[TESTO DI LETTURA]:
San Leonardo Confessore (Linarolo), 4 Maggio 2014
Carissimi Parrocchiani,
già ho ricordato che Giuseppe è l’uomo sapiente che sa interpretare i sogni e dirimere con equilibrio le questioni politiche. La Scrittura mette in luce anche un terzo aspetto: Giuseppe è il sapiente che sa amministrare i beni con giustizia mettendoli al servizio del bene comune.
Il capitolo 47 della Genesi evidenzia questo riferendo l’amministrazione accorta con cui Giuseppe ha impostato in Egitto la politica agraria. Riferisce che, aggravandosi la carestia al punto che “non c’era pane in tutto il paese” (v. 43), gli egiziani venivano da lui in gran numero ad acquistare il grano, tanto da raccogliere, in questo modo, un’ingente somma per conto del faraone.

Dati di origine:

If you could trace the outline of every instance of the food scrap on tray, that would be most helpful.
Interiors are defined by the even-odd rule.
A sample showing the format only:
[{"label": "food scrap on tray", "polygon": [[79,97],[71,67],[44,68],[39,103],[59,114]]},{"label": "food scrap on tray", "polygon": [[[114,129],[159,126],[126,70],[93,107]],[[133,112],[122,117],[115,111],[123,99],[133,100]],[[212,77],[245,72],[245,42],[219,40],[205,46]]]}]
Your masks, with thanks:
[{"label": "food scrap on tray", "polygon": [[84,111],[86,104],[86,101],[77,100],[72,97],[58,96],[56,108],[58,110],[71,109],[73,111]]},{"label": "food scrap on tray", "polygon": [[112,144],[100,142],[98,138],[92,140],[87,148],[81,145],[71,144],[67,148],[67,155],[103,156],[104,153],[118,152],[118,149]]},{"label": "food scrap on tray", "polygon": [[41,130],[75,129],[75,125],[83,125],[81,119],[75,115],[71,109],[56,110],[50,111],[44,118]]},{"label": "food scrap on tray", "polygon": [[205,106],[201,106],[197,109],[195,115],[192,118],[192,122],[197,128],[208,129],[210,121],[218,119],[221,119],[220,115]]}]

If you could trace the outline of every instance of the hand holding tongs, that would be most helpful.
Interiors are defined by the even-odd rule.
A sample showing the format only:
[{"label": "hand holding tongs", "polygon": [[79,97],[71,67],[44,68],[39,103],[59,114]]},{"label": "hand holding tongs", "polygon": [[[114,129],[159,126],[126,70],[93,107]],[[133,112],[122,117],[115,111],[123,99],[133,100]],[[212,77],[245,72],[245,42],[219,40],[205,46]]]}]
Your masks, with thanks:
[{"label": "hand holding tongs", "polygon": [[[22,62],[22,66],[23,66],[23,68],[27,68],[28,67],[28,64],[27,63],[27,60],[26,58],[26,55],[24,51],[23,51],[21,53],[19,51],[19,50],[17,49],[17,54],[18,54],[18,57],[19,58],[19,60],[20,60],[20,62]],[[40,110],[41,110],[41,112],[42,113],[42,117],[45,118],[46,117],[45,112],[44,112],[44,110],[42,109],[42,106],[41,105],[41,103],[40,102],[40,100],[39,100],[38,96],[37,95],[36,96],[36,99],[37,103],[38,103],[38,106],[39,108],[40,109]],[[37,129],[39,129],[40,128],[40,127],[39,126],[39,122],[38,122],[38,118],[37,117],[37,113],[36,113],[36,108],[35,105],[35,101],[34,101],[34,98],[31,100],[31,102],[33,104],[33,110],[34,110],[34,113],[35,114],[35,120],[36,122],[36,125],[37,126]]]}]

[AZIONI RICHIESTE]:
• a. Secondo la lettera su Giuseppe, quale capitolo della Genesi riferisce il modo in cui Giuseppe impostò la politica agraria in Egitto?
• b. Prosegui la lettera su Giuseppe a partire dall'ultima frase riportata.
Il materiale riportato è distinto dalla lettera su Giuseppe.

[RISULTATI PER COMPITO]:
• a. Il capitolo 47.

• b.
Continuando ad imperversare la carestia e non avendo più gli egiziani la possibilità di pagare in denaro, Giuseppe offre loro la possibilità di acquistare il grano in cambio della cessione del loro bestiame. Così, gli egiziani riescono a non soccombere alla carestia per un altro anno.
Il prolungarsi ostinato della carestia con il conseguente esaurirsi delle provviste fatte costringe gli egiziani a chiedere ancora, supplichevoli, aiuto a Giuseppe. “Non nascondiamo al mio signore che si è esaurito il denaro e anche il possesso del bestiame è passato al mio signore, non rimane più a disposizione del mio signore se non il nostro corpo e il nostro terreno. Perché dovremmo perire sotto i tuoi occhi, noi e la nostra terra? Acquista noi e la nostra terra in cambio di pane e diventeremo servi del faraone noi con la nostra terra; ma dacci di che seminare, così che possiamo vivere e non morire e il suolo non diventi un deserto!”.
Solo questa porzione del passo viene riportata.